» **Work to be completed**:
Can you pick up the GPU parameter tuning notes below and continue them from their last line?

» **Selected excerpt**:
GPU param optimisation

Setup

Measured on Alma 9.4, ROCm 6.3.1, MI50 GPU

Executed grid search for the following kernels:

MergerTrackFit
MergerFollowLoopers
MergerSliceRefit
MMergerCollect
CompressionKernels_step0attached
CompressionKernels_step1unattached

These are the longest single stream kernels. Parameters are independent, so easier to optimise. Custom search space for every kernel (for some can't have large block sizes).

Each mean time is normalised to the mean time of the current (block_size, grid_size) configuration. So < 1 mean a better configuration, > 1 means worse and = 1 equal perfomance as current.

MergerTrackFit

Executed two times (Merger 1 and Merger 2)

pp

Merger 1

Low IR same performance as normal configuration (grid size dependent on number of tracks)
High IR same as low IR, except for (64,240) where it also has the same performance as normal

Merger 2

Low and High IR sync benefits from bigger grid sizes
High IR async is 34% faster with higher grid sizes than current configuration for async

PbPb

Merger 1

Larger grid sizes almost reaches current configuration (grid_size * block_size >= n_tracks)

Merger 2

Low IR can be 10% faster with bigger grid sizes
High IR is 40% faster with bigger grid sizes

MergerSliceRefit

Kernel is executed 36 times (once per TPC sector).

pp low IR benefits from lower block sizes
pp high IR benefits from larger grid and block sizes
PbPb low IR better with lower block sizes
PbPb high IR better with larger grid and block sizes

MergerCollect

pp

Must retake some measurments due to some unkown problems. Overall best performance given by (64, 960), while current configuration is (512,60).

PbPb

Roughly same as pp

MergerFollowLoopers

Best configuration uses 900 or 960 as grid size. Current configuration is (256,200).

» **Entries**:
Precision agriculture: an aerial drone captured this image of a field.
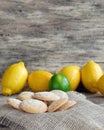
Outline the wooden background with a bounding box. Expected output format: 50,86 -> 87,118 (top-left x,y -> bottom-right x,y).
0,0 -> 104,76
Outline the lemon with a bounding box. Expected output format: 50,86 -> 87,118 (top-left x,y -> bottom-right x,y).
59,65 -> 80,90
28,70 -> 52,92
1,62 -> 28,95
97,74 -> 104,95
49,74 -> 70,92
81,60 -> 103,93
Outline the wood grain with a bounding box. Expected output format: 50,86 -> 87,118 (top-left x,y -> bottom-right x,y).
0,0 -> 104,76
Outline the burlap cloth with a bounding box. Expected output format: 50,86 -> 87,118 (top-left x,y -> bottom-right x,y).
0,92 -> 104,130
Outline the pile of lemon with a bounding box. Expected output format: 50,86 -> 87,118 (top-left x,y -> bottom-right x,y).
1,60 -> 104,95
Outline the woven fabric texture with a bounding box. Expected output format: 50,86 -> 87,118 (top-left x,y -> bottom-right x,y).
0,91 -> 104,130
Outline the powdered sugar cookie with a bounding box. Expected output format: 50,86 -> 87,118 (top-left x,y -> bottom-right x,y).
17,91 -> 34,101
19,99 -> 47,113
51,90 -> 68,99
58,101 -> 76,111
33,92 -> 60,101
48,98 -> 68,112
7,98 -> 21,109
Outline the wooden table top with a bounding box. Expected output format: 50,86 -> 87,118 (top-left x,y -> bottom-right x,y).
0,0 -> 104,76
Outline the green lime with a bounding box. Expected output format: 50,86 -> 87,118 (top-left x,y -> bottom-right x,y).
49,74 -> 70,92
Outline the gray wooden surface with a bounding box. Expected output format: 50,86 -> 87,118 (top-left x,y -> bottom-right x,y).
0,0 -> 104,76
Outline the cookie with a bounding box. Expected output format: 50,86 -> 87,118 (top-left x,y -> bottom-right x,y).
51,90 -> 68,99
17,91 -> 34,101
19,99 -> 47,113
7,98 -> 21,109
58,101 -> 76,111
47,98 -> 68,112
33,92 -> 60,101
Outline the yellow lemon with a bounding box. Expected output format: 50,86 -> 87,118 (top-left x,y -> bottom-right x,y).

» **The response**:
Compression kernels

Step 0 attached clusters

No significant improvements when changing grid and block sizes.

Step 1 unattached clusters

For High IR, (192,180) shows better performances compared to current configuration (512,120).

Grid search script

Since these kernels are not executed concurrently, their parameters are independent. Hence, a python script to perform multiple grid searches at once has been created:

A custom grid search space is defined for each kernel
At each iteration, take a new space point, i.e. (block_size,grid_size), from each search space
1. Modify (automatically) the code, plugging each new configuration into the correspondent kernel call in O2
2. Compile
3. Execute and measure kernels timings
4. Iterate until the largest search space is exhausted. Skip new point sampling if search space has been completely explored.

Pros: Multiple grid searches possible per single run

Cons: Works effectively only with non concurrent kernels

Next things to do

Try to perform grid search on long kernels with other concurrent kernels
Determine a way to asses what configuration is the best after grid search (instead of just looking at the heatmaps)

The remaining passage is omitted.